→ **Your objective**: For each line below that holds "instance", return the line as it stands.

→ **Data to examine**:
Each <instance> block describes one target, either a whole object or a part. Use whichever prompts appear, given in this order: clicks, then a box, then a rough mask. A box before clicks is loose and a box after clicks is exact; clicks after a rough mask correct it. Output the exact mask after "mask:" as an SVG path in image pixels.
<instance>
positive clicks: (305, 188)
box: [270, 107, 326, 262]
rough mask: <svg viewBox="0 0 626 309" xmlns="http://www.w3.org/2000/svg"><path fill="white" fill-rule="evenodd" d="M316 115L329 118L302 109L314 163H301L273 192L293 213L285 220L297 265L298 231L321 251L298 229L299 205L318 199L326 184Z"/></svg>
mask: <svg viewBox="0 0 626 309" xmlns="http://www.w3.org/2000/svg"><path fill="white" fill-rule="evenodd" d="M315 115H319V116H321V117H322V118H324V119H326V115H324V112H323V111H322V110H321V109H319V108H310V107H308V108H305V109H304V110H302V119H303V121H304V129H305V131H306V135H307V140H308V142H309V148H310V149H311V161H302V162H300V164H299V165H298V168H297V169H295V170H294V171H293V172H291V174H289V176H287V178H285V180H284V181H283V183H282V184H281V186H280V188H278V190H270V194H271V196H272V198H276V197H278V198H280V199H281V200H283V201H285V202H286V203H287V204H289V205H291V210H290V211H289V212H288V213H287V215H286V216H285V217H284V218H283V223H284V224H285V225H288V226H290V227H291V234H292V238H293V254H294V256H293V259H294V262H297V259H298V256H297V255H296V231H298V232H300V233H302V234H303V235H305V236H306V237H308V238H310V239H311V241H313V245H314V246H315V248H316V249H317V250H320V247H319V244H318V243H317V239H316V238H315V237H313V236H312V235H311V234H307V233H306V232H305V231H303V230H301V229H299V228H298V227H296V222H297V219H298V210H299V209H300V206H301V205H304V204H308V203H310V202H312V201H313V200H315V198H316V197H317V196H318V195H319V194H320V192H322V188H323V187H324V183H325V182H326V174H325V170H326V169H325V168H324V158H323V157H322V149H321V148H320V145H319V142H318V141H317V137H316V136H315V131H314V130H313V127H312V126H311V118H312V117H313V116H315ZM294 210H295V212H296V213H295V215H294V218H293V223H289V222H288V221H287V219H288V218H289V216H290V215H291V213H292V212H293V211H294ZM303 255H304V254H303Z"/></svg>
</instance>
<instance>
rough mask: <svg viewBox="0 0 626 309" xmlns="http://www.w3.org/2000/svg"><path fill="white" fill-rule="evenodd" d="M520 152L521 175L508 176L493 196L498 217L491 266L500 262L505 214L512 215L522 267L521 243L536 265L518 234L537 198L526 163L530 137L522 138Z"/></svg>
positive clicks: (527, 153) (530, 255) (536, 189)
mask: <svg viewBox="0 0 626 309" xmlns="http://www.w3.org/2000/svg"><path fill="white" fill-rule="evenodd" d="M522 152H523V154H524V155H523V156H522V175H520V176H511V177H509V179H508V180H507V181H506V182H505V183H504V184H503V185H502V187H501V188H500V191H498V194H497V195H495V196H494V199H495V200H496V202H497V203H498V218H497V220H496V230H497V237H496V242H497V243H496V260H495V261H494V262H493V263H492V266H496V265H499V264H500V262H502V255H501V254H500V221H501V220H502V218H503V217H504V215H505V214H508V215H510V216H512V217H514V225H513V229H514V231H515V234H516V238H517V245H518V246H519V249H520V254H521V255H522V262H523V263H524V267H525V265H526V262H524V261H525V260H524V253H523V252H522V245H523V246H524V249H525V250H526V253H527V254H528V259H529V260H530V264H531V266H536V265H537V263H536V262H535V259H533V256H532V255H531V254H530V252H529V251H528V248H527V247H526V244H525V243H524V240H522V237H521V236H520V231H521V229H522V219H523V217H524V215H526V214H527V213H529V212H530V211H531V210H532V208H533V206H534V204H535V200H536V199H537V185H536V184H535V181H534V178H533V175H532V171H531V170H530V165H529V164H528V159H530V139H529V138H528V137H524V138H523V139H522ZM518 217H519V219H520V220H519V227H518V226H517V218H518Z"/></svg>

→ **Response area**:
Each <instance> block describes one target, either a whole object or a part. Use whichever prompts appear, given in this order: clicks, then a box, then a rough mask. A box before clicks is loose and a box after clicks is exact; clicks after a rough mask correct it. Output the exact mask after "mask:" as an SVG path in image pixels.
<instance>
</instance>
<instance>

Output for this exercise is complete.